* EXERCISE REQUIREMENTS
Count the lines below that contain the string "yellow", treating uppercase and lowercase letters as different. Give only the number.

Items drawn from a dataset
==========

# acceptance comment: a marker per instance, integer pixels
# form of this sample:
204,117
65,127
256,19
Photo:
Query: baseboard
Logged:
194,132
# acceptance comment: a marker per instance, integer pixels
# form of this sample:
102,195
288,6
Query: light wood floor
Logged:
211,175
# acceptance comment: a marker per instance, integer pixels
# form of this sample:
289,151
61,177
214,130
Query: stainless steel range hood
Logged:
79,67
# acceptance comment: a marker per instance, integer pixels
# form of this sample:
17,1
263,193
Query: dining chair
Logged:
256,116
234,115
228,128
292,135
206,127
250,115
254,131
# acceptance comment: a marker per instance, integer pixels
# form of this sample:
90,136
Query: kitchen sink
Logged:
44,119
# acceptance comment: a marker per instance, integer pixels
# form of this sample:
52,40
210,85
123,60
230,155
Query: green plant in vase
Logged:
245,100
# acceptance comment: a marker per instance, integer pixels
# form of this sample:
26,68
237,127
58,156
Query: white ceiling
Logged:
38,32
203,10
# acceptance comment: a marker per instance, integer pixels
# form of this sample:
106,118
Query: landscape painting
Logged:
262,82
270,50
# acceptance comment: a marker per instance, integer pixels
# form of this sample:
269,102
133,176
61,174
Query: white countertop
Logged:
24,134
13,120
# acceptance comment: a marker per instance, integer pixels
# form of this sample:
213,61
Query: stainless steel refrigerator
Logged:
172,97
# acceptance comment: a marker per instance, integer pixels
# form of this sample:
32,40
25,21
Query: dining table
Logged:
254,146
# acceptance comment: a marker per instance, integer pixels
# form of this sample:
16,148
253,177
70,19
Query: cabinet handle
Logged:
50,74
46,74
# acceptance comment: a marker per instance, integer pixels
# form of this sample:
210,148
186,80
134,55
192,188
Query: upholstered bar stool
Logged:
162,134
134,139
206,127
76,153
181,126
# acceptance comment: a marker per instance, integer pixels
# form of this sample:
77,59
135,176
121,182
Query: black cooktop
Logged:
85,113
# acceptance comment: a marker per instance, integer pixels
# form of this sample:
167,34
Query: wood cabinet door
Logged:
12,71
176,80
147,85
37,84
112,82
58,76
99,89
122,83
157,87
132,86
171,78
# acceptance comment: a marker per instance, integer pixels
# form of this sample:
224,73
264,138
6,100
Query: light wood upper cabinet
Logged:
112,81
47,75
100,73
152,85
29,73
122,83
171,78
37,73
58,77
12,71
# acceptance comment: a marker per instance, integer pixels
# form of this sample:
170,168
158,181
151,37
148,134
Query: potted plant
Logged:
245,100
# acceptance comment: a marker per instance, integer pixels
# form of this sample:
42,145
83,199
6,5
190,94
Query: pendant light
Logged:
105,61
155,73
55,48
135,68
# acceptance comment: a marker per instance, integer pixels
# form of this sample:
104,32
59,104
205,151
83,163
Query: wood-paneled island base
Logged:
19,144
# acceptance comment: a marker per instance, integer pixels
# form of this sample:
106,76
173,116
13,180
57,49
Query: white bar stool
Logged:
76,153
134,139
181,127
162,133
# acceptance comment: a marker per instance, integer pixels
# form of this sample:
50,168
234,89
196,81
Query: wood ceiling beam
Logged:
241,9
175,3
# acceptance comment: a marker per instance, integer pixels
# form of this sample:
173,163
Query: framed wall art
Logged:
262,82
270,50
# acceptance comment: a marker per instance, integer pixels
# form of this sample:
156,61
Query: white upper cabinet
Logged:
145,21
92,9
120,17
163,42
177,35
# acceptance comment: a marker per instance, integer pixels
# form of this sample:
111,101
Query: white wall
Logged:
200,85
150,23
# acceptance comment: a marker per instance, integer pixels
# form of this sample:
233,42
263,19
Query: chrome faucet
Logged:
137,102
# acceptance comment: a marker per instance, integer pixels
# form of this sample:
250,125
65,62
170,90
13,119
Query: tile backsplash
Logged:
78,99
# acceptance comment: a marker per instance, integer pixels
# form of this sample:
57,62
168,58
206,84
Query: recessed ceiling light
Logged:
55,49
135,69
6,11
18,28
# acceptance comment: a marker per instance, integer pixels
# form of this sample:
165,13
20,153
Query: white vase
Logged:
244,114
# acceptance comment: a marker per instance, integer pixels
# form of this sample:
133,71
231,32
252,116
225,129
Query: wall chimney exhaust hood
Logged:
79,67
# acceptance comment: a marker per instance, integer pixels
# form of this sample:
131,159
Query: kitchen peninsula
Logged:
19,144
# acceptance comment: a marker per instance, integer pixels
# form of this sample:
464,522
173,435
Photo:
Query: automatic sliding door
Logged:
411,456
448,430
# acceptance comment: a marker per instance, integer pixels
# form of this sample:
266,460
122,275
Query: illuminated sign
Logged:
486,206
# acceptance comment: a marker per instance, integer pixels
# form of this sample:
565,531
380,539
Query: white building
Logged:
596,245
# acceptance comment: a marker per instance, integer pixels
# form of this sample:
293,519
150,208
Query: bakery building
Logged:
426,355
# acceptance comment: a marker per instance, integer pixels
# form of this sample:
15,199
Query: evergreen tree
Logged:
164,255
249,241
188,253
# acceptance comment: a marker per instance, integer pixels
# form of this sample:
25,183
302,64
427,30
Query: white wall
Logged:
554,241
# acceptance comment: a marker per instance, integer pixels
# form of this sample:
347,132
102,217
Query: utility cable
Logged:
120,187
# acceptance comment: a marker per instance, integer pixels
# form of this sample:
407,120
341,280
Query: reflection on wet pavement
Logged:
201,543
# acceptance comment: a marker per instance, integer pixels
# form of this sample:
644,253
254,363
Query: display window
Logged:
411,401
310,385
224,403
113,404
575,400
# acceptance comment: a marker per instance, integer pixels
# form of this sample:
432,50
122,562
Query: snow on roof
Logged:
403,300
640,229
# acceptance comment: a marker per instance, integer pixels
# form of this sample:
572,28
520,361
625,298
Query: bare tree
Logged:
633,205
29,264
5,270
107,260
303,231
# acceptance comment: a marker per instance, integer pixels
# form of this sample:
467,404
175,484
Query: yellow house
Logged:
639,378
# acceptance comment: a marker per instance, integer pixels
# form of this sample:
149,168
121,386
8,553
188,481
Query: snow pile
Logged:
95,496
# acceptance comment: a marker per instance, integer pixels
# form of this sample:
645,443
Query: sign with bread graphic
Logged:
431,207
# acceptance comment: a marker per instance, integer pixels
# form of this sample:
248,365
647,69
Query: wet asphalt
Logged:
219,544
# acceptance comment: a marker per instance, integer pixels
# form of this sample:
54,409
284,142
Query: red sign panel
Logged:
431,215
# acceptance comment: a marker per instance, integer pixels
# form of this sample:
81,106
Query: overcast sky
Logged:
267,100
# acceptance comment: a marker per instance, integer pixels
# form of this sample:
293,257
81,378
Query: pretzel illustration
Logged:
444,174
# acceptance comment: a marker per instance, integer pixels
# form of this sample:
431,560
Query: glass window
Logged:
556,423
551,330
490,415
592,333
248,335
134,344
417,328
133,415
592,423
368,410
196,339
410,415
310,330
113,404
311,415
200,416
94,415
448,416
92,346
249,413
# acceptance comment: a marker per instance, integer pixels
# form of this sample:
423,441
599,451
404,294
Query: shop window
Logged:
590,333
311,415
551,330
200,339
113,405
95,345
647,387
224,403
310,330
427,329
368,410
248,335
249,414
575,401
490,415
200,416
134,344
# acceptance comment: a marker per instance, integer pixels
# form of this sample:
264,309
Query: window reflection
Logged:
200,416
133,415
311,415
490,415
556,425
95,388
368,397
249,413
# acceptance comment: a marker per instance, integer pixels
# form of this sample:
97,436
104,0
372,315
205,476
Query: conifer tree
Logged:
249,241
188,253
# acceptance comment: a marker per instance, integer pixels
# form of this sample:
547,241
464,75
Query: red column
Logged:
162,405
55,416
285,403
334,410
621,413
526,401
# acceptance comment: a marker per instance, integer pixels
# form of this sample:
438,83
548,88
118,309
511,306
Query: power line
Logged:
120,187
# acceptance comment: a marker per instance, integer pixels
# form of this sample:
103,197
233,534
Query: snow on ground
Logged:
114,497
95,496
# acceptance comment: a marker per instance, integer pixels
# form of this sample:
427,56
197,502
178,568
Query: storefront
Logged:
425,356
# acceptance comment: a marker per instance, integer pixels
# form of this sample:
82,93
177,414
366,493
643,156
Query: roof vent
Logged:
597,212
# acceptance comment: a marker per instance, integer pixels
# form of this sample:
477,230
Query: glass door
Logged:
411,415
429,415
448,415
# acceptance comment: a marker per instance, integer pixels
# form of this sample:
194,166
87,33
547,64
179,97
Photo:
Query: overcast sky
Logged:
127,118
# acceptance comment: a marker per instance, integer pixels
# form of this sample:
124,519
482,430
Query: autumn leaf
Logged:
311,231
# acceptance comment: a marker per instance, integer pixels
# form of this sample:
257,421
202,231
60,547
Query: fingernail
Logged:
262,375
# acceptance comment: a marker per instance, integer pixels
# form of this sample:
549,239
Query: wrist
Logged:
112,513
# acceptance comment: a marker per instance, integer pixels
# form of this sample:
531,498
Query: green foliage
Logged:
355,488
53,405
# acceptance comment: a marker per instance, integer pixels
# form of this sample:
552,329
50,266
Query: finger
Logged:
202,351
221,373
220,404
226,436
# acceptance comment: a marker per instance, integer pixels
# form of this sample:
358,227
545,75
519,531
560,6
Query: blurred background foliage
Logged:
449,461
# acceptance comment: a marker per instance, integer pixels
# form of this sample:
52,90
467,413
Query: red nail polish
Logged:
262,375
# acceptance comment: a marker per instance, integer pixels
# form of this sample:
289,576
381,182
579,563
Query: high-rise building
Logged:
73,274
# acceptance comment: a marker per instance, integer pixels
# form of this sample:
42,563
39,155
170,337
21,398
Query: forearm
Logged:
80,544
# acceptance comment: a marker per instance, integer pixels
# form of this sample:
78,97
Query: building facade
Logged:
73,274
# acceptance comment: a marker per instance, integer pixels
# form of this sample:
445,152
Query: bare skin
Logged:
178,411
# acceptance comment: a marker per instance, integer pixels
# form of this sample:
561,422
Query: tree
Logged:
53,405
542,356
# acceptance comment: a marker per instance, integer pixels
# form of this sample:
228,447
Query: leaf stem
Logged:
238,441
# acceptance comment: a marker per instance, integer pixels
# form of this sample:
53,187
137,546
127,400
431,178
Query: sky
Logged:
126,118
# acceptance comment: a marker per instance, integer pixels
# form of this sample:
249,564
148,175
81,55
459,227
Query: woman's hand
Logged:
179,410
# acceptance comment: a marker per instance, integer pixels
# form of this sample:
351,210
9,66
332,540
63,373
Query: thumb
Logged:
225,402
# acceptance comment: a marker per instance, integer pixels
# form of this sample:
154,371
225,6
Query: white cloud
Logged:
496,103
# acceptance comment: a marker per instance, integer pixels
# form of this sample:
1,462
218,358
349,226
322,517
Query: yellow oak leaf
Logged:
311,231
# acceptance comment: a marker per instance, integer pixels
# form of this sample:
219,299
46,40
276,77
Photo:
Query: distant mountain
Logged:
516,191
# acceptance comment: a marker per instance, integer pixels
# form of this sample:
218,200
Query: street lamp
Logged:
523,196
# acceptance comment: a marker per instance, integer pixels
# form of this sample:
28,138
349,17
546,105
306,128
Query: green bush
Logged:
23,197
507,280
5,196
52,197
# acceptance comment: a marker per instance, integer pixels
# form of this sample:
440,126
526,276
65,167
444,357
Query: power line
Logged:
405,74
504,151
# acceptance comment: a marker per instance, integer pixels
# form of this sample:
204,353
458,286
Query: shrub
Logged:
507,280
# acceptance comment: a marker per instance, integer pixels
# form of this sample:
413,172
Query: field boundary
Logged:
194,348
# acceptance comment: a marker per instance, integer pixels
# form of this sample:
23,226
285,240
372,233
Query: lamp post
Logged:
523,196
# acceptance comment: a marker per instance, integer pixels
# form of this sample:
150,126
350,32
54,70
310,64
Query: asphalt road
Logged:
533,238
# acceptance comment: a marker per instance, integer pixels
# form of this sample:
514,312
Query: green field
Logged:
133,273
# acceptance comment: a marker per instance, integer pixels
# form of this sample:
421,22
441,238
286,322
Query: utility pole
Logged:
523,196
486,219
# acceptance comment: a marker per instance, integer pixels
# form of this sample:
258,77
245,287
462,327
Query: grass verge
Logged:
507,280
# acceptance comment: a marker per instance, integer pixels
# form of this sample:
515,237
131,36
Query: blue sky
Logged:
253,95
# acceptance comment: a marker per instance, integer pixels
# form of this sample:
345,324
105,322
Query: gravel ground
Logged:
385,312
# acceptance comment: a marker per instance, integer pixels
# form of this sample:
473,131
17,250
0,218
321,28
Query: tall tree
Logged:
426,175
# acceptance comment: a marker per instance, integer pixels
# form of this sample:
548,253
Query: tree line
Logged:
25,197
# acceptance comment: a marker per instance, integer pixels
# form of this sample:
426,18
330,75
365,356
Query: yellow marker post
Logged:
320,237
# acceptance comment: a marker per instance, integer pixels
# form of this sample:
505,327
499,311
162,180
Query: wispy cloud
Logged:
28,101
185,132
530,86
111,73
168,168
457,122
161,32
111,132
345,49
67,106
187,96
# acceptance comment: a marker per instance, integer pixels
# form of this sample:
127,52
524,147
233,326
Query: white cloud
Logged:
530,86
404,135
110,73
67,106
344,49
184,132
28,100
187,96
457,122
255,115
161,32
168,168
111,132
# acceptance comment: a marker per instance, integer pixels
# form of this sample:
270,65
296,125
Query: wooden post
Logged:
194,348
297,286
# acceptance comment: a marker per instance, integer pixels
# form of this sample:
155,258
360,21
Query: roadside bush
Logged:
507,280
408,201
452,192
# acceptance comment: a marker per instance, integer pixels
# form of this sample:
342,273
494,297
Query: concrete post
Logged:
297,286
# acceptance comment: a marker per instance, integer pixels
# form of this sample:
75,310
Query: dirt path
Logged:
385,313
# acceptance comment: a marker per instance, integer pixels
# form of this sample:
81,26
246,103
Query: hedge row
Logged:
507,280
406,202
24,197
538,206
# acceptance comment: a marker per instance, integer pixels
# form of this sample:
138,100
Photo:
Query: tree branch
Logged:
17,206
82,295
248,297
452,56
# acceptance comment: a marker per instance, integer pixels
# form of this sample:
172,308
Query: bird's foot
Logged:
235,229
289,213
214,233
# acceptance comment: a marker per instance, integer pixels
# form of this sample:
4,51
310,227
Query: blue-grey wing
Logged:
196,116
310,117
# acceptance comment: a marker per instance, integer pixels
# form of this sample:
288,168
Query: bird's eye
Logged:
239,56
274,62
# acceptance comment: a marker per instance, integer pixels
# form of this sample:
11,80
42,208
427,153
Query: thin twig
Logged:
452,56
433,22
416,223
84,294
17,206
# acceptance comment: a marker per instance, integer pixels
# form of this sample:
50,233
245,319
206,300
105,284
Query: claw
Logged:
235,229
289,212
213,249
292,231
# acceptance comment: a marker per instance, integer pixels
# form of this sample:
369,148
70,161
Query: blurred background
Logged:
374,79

==========

* SOLUTION TO THIS PROBLEM
3